### Provided text
========

It's easy to forget when watching the Rams spend their way into being a contender, while the Jets and Browns try to do the same, but Gettleman has been insisting from his first day as Giants GM that he believes the best way to build a football team is through the draft. Not exclusively, but mostly. That's the crux of his plan.

And look what he's done: He has amassed 12 picks in this upcoming draft -- one that GMs and scouts have raved about, and one that is supposedly loaded with defensive talent. Two of those picks are first-rounders. Three come in the first 37 selections, four in the first 95.

That's not nothing. In fact, that's a great way for a team to rebuild quickly.

"To get that kind of a value in this type of a draft, and to get a third-round pick completing our dance card for April, it was just too much to pass up," Gettleman said. "It was too much value for us. We've got positions to address. This was about us having the ability to address multiple positions."

That's true. But here's the key: Gettleman has to be right with his selections.

In a lot of ways, this is a can't-miss draft for him.

Just take a look at the Giants from 2012 through 2018: a mess with just two winning seasons and one trip to the playoffs in seven years, and four seasons of double-digit losses. They had so many bad drafts during that span (and even before) under former GM Jerry Reese and his top scouting lieutenant, Marc Ross, that the Giants were forced to spend wildly in free agency in 2015.

That paid off for one 11-5 season and a blowout loss in the playoffs. Now, those bloated contracts and overpaid players are exactly what Gettleman has been trying to purge.

All four of the Giants' Super Bowl championship teams were built on the foundation of strong drafts. The latter two definitely had some key free agents, but the draft picks were the core.

Gettleman thinks he has some core players from his first draft with the Giants last April: Saquon Barkley (first round), guard Will Hernandez (second) and defensive tackle B.J. Hill (third).

========

### Given records

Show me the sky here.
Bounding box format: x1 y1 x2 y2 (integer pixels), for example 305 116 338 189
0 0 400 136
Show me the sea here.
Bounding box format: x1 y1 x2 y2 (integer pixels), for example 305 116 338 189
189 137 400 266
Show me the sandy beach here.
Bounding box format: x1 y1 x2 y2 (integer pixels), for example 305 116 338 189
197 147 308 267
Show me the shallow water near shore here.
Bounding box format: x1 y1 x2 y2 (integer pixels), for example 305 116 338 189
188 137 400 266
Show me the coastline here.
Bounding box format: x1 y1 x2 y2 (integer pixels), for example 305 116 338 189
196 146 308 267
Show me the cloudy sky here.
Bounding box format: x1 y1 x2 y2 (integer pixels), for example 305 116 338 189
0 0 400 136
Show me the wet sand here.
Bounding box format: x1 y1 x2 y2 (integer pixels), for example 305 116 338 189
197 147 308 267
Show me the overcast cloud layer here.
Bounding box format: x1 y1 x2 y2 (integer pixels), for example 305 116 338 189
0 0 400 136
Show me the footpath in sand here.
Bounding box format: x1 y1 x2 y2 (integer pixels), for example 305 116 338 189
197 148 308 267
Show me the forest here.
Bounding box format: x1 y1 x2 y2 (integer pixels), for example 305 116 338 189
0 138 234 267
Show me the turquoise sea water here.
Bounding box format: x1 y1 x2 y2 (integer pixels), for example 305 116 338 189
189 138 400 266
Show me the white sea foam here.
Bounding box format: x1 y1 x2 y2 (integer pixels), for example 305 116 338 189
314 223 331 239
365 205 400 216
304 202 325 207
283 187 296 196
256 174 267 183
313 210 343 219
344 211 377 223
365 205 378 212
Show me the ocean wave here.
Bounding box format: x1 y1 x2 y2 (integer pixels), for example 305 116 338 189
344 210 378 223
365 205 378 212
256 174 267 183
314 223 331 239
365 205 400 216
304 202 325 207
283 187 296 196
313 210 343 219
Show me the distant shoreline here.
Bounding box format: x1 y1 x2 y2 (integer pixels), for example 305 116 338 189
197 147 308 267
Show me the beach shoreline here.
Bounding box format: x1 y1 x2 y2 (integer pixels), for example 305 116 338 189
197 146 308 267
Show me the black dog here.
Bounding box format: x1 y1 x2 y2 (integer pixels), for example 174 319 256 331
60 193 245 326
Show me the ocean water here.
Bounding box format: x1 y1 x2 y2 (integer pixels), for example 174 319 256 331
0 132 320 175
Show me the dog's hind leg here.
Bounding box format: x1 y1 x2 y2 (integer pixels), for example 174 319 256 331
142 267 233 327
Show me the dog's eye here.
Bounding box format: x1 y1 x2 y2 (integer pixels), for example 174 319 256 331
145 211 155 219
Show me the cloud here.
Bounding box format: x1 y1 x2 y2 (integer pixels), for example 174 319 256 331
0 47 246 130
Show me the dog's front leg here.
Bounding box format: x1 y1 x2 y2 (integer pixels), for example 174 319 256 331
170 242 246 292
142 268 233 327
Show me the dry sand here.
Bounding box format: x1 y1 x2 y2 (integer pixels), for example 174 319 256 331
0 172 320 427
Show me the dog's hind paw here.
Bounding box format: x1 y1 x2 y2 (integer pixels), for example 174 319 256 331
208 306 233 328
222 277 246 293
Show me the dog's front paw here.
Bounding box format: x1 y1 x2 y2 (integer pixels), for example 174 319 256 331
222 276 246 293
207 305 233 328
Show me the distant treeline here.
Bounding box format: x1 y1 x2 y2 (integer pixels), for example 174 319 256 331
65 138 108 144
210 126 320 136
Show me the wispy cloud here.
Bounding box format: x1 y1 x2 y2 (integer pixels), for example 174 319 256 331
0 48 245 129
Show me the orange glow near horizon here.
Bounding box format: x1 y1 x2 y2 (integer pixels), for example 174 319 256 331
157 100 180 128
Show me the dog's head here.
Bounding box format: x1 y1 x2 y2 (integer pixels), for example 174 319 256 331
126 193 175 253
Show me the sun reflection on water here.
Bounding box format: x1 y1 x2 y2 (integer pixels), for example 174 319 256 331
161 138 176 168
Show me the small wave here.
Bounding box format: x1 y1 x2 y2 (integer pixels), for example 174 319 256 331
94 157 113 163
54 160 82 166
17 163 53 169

========

### Work instructions
According to the text about the Giants' draft plans, how many picks has Gettleman amassed in the upcoming draft?

### Solution to this exercise
12 picks